START DATASET RECORDS

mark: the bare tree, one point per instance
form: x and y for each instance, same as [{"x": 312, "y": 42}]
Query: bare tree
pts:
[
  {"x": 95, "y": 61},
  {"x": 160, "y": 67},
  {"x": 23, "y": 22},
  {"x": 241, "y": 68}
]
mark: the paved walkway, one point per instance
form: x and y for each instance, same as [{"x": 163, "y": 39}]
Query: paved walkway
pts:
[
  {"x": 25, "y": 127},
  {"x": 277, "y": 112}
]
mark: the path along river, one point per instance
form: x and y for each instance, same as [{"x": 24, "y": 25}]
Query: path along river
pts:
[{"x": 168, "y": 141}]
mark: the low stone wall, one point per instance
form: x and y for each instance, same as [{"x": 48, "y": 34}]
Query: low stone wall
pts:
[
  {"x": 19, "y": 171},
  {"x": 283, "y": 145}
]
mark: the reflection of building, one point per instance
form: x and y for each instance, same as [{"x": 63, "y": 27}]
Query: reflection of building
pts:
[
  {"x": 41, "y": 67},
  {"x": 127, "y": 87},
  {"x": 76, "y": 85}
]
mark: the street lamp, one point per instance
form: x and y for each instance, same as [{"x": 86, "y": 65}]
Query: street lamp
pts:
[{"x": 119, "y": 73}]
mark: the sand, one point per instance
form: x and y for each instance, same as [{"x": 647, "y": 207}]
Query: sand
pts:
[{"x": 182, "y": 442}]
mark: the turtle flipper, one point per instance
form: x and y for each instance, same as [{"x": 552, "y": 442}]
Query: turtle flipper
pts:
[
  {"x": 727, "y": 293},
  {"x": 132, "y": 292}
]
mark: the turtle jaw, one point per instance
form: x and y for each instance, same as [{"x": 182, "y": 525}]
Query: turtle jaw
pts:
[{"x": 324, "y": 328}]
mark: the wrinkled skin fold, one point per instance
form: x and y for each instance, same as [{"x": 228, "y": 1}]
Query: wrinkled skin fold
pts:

END DATASET RECORDS

EXERCISE DESCRIPTION:
Work through the entries, filtering for the string "path", and copy each line that holds it.

TASK ANSWER:
mark: the path along river, one point per instance
Query: path along river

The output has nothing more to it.